• RECORDS FOR THE EXERCISE

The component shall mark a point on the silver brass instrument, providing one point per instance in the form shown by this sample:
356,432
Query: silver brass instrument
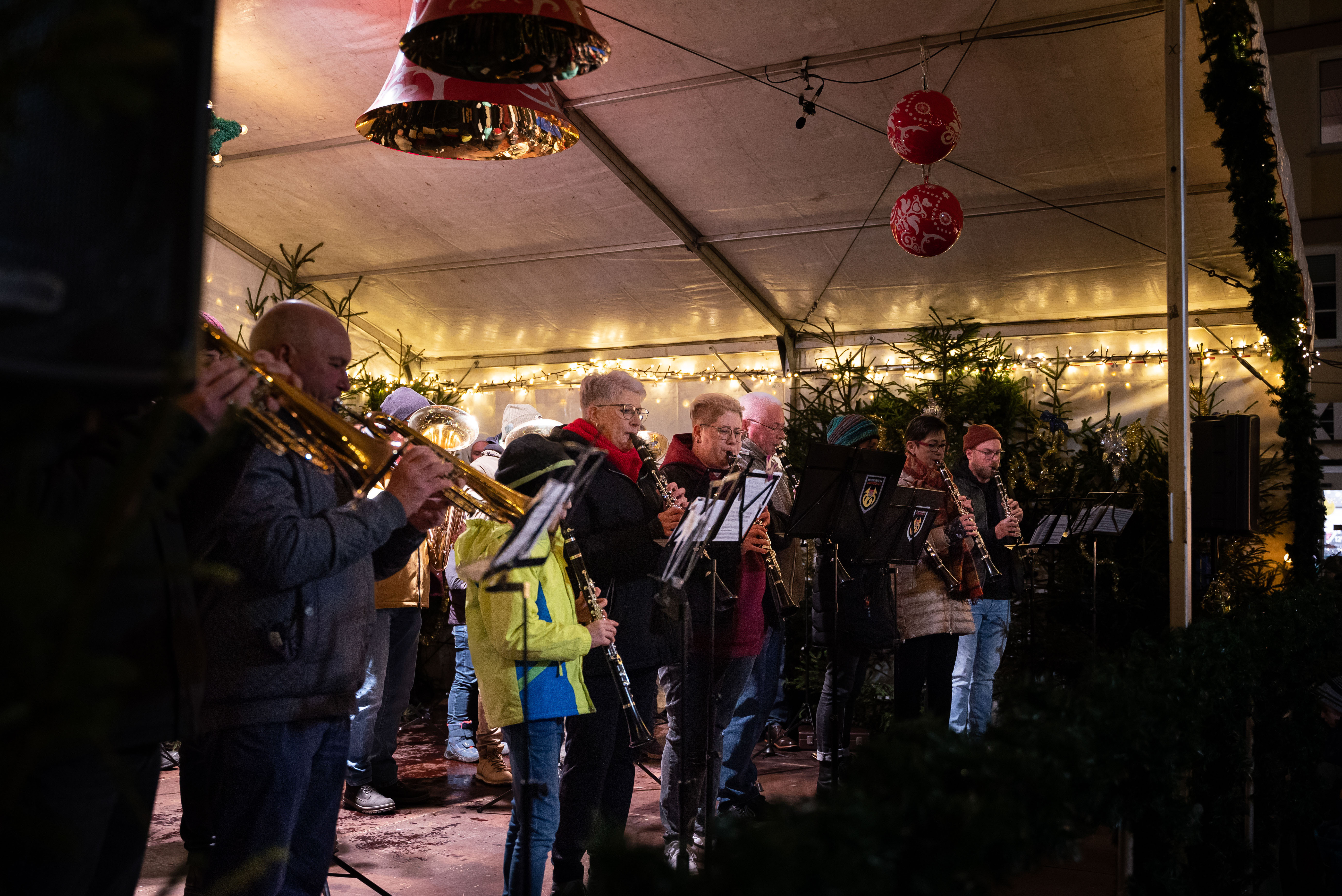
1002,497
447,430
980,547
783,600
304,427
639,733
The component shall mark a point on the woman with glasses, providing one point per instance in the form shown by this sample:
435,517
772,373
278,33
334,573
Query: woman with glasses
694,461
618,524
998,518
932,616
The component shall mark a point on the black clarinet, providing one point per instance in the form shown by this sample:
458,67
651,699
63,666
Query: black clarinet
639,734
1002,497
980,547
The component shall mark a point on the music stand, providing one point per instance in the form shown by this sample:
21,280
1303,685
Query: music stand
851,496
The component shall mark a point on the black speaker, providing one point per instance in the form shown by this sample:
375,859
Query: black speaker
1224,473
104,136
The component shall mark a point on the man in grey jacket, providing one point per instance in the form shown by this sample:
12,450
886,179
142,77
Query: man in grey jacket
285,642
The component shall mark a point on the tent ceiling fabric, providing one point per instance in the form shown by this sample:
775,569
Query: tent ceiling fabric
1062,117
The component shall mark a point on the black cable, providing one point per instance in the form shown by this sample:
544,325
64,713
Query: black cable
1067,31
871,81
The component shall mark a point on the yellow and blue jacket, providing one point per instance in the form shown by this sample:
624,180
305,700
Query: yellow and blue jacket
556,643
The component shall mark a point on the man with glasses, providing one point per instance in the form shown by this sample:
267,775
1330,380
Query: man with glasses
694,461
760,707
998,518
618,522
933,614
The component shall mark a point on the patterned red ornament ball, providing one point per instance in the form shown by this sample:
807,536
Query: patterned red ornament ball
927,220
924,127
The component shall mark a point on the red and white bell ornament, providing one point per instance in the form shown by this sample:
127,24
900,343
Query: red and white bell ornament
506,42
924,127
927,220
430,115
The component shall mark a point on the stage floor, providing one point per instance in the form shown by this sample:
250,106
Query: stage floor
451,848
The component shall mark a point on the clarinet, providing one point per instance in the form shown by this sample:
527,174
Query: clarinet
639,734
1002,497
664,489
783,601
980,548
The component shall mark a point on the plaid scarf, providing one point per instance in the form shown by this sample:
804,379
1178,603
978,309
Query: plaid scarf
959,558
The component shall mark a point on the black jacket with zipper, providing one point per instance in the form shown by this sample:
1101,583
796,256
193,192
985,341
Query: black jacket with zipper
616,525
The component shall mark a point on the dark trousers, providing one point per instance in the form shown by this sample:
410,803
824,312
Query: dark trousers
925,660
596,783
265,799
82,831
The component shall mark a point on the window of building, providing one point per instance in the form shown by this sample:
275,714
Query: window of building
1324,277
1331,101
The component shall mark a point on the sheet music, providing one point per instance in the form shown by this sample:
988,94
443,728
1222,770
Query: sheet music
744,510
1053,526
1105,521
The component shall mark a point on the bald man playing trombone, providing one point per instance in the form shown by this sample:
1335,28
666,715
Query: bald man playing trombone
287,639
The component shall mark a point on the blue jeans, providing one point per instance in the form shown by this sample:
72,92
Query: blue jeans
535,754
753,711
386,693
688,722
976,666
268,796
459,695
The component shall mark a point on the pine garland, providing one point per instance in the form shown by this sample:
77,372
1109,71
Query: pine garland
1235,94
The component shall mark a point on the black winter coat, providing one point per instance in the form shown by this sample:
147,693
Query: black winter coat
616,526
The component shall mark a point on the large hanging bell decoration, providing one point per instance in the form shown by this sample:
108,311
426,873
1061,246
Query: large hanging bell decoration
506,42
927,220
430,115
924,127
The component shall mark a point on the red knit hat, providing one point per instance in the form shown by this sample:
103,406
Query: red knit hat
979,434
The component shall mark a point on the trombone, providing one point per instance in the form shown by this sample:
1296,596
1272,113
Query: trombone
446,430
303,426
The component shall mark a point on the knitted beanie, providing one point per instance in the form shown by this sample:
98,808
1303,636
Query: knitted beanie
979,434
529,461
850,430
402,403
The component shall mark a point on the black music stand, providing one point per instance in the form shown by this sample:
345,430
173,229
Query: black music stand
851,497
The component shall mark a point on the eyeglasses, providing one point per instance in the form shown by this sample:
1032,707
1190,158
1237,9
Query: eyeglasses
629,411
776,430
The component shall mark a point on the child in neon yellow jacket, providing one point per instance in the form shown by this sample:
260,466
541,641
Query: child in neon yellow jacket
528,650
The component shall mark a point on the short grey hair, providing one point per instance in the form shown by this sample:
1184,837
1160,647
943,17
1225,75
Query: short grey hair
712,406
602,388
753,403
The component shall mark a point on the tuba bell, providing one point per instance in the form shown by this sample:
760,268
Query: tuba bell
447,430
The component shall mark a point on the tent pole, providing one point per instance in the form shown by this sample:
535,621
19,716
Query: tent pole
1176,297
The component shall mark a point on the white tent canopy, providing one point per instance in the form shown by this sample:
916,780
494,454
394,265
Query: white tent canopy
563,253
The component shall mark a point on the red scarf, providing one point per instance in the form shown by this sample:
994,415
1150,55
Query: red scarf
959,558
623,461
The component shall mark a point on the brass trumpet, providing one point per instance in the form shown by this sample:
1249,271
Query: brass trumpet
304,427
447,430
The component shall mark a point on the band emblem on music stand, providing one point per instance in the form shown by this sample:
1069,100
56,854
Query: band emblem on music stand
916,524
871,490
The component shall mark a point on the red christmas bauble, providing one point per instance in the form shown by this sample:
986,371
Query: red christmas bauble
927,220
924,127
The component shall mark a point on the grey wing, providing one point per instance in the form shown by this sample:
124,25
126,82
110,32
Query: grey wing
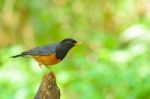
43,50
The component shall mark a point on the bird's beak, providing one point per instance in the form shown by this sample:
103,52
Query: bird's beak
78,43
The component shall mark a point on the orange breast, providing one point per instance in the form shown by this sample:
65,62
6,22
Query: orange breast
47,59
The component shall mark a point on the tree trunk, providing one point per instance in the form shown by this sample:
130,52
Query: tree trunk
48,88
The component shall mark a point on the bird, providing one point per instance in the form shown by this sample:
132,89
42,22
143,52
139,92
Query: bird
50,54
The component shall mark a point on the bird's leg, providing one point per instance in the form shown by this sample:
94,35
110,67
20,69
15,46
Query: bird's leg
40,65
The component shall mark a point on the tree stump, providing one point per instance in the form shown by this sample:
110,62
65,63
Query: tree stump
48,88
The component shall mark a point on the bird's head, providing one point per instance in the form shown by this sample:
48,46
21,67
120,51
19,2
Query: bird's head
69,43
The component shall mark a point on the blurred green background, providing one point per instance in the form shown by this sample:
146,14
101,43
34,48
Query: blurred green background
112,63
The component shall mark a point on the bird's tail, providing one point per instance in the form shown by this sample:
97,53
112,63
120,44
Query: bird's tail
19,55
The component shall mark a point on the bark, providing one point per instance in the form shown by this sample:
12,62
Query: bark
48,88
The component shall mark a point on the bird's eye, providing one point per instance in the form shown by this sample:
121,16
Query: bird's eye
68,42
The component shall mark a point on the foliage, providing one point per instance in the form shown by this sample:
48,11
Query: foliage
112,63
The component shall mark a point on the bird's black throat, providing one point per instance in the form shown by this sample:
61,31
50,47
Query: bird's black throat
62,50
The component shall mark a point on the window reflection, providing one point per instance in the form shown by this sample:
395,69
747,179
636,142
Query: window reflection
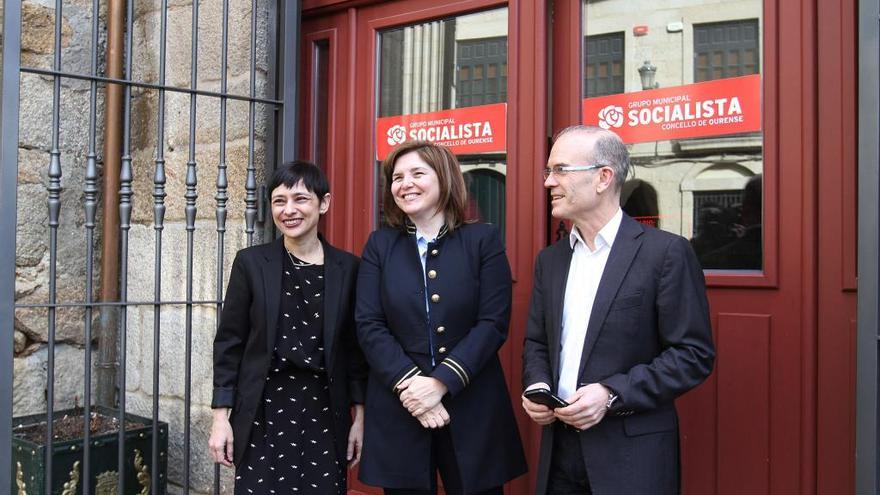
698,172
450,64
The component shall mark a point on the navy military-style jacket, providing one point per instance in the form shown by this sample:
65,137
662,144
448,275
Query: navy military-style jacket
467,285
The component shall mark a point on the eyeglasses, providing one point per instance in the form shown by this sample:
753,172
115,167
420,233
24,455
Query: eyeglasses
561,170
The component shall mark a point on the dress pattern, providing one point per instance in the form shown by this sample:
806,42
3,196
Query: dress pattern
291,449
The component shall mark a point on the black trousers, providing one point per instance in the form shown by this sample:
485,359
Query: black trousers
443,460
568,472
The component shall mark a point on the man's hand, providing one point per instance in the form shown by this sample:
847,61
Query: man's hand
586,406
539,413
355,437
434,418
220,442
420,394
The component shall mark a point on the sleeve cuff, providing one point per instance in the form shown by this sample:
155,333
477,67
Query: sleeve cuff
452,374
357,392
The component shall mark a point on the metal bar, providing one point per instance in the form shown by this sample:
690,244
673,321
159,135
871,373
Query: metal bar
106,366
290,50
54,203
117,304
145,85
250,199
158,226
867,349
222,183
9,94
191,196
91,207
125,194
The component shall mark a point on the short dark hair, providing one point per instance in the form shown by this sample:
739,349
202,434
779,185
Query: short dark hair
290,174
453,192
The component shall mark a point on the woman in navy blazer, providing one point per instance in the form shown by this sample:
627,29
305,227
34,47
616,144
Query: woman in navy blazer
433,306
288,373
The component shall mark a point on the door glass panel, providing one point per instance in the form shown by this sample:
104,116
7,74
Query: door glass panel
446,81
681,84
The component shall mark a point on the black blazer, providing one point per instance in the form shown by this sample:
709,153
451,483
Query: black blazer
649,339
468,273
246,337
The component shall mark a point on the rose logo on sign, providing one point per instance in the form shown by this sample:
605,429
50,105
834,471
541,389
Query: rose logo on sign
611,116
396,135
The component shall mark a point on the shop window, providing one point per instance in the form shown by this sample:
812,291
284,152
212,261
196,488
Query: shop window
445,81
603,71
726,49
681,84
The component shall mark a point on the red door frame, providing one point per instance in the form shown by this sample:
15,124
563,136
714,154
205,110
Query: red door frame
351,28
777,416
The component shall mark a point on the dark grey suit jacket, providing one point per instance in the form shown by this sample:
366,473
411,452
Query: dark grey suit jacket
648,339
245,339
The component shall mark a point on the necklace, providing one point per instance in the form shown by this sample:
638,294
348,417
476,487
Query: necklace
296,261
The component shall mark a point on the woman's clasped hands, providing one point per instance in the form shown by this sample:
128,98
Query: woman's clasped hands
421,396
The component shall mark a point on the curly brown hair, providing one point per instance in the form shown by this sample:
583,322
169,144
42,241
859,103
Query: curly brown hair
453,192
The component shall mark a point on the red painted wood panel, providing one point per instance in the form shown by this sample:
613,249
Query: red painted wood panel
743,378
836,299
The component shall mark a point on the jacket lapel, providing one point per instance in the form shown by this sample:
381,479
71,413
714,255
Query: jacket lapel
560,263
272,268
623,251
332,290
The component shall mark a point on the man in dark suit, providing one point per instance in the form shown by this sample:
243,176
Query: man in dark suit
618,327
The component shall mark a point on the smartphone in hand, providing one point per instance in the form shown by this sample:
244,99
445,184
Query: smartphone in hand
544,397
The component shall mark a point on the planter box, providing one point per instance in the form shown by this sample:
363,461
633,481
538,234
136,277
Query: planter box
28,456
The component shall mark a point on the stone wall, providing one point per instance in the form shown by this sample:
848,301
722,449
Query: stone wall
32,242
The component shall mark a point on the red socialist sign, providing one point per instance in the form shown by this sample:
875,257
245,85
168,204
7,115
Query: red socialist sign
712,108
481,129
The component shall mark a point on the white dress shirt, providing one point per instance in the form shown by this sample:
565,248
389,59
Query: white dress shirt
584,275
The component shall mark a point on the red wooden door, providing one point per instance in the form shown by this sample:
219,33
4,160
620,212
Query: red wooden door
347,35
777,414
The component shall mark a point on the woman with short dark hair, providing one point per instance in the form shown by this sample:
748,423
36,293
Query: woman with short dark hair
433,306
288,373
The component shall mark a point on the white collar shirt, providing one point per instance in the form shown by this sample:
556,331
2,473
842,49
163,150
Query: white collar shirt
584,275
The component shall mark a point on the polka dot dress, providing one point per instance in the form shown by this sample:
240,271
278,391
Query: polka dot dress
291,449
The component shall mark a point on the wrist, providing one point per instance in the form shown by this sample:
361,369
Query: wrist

• EXERCISE AIM
Go through the records above and return each line in which the word "wrist" occurs.

• WRITTEN ANSWER
The component shall mark a point on the wrist, providing one point per instance in the form shown by this sample:
Query: wrist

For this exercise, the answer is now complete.